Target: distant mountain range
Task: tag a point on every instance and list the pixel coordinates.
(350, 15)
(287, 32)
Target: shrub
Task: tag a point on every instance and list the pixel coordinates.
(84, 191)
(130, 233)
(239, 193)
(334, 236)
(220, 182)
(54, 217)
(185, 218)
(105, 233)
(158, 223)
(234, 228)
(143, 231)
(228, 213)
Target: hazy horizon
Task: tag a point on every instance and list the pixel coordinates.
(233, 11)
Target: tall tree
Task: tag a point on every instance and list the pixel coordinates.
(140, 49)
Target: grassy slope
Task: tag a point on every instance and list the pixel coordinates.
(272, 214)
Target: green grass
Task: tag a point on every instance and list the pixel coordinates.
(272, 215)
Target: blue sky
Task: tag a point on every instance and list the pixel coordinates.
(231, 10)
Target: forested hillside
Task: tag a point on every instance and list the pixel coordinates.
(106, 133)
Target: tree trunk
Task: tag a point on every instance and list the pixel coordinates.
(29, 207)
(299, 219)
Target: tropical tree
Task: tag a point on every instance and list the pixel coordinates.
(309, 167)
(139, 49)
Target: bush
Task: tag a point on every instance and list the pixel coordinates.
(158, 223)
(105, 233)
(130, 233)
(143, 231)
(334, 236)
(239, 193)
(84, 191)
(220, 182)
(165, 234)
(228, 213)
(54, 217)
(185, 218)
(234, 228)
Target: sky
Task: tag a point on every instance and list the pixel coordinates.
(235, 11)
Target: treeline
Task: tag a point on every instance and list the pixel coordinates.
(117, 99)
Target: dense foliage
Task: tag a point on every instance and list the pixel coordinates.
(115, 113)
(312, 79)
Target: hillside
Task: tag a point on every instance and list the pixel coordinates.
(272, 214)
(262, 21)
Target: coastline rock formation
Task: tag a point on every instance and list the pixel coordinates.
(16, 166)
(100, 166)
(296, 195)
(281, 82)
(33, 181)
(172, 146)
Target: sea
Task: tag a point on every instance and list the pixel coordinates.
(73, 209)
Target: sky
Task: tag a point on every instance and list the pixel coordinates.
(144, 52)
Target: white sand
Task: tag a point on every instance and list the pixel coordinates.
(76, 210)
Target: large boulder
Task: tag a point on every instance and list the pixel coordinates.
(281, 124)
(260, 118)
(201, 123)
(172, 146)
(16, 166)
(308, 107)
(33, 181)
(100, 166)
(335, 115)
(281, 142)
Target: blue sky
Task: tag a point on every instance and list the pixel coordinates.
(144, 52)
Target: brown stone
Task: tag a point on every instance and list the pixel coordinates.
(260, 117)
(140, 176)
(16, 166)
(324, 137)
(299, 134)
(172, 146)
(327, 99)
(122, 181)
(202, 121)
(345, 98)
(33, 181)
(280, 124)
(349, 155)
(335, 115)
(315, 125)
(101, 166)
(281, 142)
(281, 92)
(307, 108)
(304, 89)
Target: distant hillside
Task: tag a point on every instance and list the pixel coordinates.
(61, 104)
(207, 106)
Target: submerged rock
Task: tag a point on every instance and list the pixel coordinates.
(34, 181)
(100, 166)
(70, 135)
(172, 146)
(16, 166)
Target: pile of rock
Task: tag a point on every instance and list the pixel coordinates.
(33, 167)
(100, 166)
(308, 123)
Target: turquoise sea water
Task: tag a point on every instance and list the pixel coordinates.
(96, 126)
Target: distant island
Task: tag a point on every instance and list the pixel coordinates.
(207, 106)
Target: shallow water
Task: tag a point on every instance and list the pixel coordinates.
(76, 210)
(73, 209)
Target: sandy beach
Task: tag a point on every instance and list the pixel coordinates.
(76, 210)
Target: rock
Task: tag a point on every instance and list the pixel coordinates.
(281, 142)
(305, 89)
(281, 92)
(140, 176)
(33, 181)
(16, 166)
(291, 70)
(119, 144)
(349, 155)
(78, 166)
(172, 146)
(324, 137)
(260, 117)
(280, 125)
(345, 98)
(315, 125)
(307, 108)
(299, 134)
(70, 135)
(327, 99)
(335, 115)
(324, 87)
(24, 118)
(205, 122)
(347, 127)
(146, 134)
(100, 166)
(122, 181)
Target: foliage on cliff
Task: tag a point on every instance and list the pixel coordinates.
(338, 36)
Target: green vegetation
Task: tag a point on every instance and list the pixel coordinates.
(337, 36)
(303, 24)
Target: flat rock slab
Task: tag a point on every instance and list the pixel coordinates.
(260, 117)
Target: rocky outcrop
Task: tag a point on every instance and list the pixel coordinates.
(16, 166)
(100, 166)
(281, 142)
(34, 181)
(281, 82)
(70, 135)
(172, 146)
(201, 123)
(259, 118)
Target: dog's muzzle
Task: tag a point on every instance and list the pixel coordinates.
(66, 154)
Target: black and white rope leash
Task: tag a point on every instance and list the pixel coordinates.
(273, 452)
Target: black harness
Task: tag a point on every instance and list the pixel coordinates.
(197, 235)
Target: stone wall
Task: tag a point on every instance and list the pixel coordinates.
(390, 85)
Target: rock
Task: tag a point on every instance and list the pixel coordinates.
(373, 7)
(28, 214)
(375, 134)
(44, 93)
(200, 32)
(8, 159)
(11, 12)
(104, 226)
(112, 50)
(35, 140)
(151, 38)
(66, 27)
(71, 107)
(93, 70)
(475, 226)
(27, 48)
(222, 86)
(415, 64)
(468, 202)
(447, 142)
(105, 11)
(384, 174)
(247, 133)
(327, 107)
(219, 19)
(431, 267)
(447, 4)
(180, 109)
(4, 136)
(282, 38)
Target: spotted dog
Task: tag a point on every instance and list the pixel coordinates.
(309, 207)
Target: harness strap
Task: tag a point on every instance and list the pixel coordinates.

**TO BE DONE**
Copy out all of the material above, swapping every "Target" for "Object" and leaving everything else unchanged.

**THE OUTPUT**
Object: distant mountain range
Task: tag a point on every instance and list the pixel coordinates.
(350, 15)
(287, 32)
Object: shrub
Task: tag a point on every instance and list the pixel coordinates.
(84, 191)
(130, 233)
(239, 193)
(334, 236)
(220, 182)
(54, 217)
(185, 218)
(105, 233)
(158, 223)
(234, 228)
(143, 231)
(228, 213)
Object: hazy horizon
Task: tag a point on every instance and list the pixel coordinates.
(233, 11)
Object: tall tree
Task: tag a point on every instance and list the pixel coordinates.
(140, 49)
Object: grassy slope
Task: tag a point on every instance and list the pixel coordinates.
(272, 214)
Object: green grass
Task: tag a point on every instance and list the pixel coordinates.
(272, 215)
Object: blue sky
Task: tag a point on every instance and list the pixel coordinates.
(231, 10)
Object: forested hillside
Task: tag a point on every instance and list the pixel coordinates.
(106, 133)
Object: tree trunk
Task: tag a point on every instance and list the pixel coordinates.
(29, 207)
(299, 219)
Object: tropical tree
Task: tag a point on every instance and list the pixel coordinates.
(309, 167)
(139, 49)
Object: bush
Task: tag a point on every instance and list the pixel coordinates.
(158, 223)
(105, 233)
(130, 233)
(143, 231)
(334, 236)
(239, 193)
(84, 191)
(220, 182)
(165, 234)
(228, 213)
(54, 217)
(185, 218)
(234, 228)
Object: sky
Task: tag a point on every instance and list the pixel coordinates.
(235, 11)
Object: treeline
Task: tag a point on every instance and list the pixel coordinates.
(117, 99)
Object: dense foliage
Task: tag a point on every instance and list the pixel coordinates.
(115, 113)
(312, 79)
Object: hillside
Task: tag a point on every instance and list the pixel coordinates.
(272, 214)
(262, 21)
Object: coastline rock formation
Task: tag a point on every instance and list the pixel coordinates.
(16, 166)
(100, 166)
(296, 195)
(281, 82)
(33, 181)
(172, 146)
Object: sea
Task: tag a point on every instance and list the pixel coordinates.
(73, 209)
Object: sky
Task: tag a point on every instance and list the pixel coordinates.
(144, 52)
Object: white sand
Task: tag a point on every instance and list the pixel coordinates.
(76, 210)
Object: large boulder
Task: tag a point on every instance and list the pixel coordinates.
(281, 124)
(260, 118)
(201, 123)
(172, 146)
(16, 166)
(308, 107)
(33, 181)
(100, 166)
(335, 115)
(281, 142)
Object: blue sky
Task: tag a point on every instance and list the pixel coordinates.
(144, 52)
Object: brown stone
Task: tag a point on every instance and list the pixel coordinates.
(260, 117)
(140, 176)
(16, 166)
(324, 137)
(299, 134)
(172, 146)
(327, 99)
(122, 181)
(202, 121)
(345, 98)
(33, 181)
(280, 124)
(349, 155)
(335, 115)
(315, 125)
(101, 166)
(281, 142)
(281, 92)
(307, 108)
(304, 89)
Object: distant hillside
Task: tag a point on every instance and list the pixel coordinates.
(61, 104)
(207, 106)
Object: submerged rock
Task: tag a point on every instance and list the pixel coordinates.
(34, 181)
(100, 166)
(70, 135)
(172, 146)
(16, 166)
Object: pile of rock
Task: tag a point on every instance and list the pixel coordinates.
(33, 167)
(100, 166)
(308, 123)
Object: turquoise sea water
Task: tag a point on every instance and list the pixel coordinates.
(96, 126)
Object: distant island
Task: tag a point on every instance and list the pixel coordinates.
(207, 106)
Object: shallow water
Task: tag a point on every instance and list the pixel coordinates.
(76, 210)
(73, 209)
Object: sandy beach
Task: tag a point on every instance and list the pixel coordinates.
(76, 210)
Object: rock
Task: tag a point on every instance and list the pixel coordinates.
(281, 142)
(305, 89)
(281, 92)
(140, 176)
(33, 181)
(16, 166)
(291, 70)
(119, 144)
(349, 155)
(78, 166)
(172, 146)
(324, 137)
(260, 117)
(280, 125)
(345, 98)
(315, 125)
(307, 108)
(299, 134)
(70, 135)
(327, 99)
(335, 115)
(324, 87)
(24, 118)
(205, 122)
(347, 127)
(146, 134)
(100, 166)
(122, 181)
Object: foliage on cliff
Task: tag a point on every instance and list the pixel coordinates.
(338, 36)
Object: green vegetation
Task: tag a point on every instance and list the pixel coordinates.
(337, 36)
(303, 24)
Object: flat rock slab
Task: tag a point on every instance and list the pixel coordinates.
(260, 117)
Object: rocky outcrop
Task: tag a point on every instance and list the pixel coordinates.
(16, 166)
(100, 166)
(281, 142)
(34, 181)
(281, 82)
(70, 135)
(172, 146)
(201, 123)
(259, 118)
Object: dog's muzzle
Task: tag a point on every instance and list the pixel coordinates.
(66, 154)
Object: black and white rope leash
Task: tag a point on every instance and list the pixel coordinates.
(273, 452)
Object: black harness
Task: tag a point on every instance and list the pixel coordinates.
(197, 235)
Object: stone wall
Task: tag a point on every instance and list the pixel coordinates.
(390, 85)
Object: rock
Task: tag a point on every instance and list the pixel coordinates.
(373, 7)
(28, 214)
(375, 134)
(44, 93)
(200, 32)
(8, 159)
(11, 12)
(104, 226)
(112, 50)
(35, 140)
(151, 38)
(66, 27)
(71, 107)
(93, 70)
(475, 226)
(27, 48)
(222, 86)
(415, 64)
(468, 202)
(447, 142)
(105, 11)
(384, 174)
(247, 133)
(327, 107)
(219, 19)
(431, 267)
(447, 4)
(180, 109)
(4, 136)
(282, 38)
Object: spotted dog
Task: tag a point on every instance and list the pixel coordinates.
(309, 207)
Object: harness strap
Task: tag a point on every instance and list the pixel coordinates.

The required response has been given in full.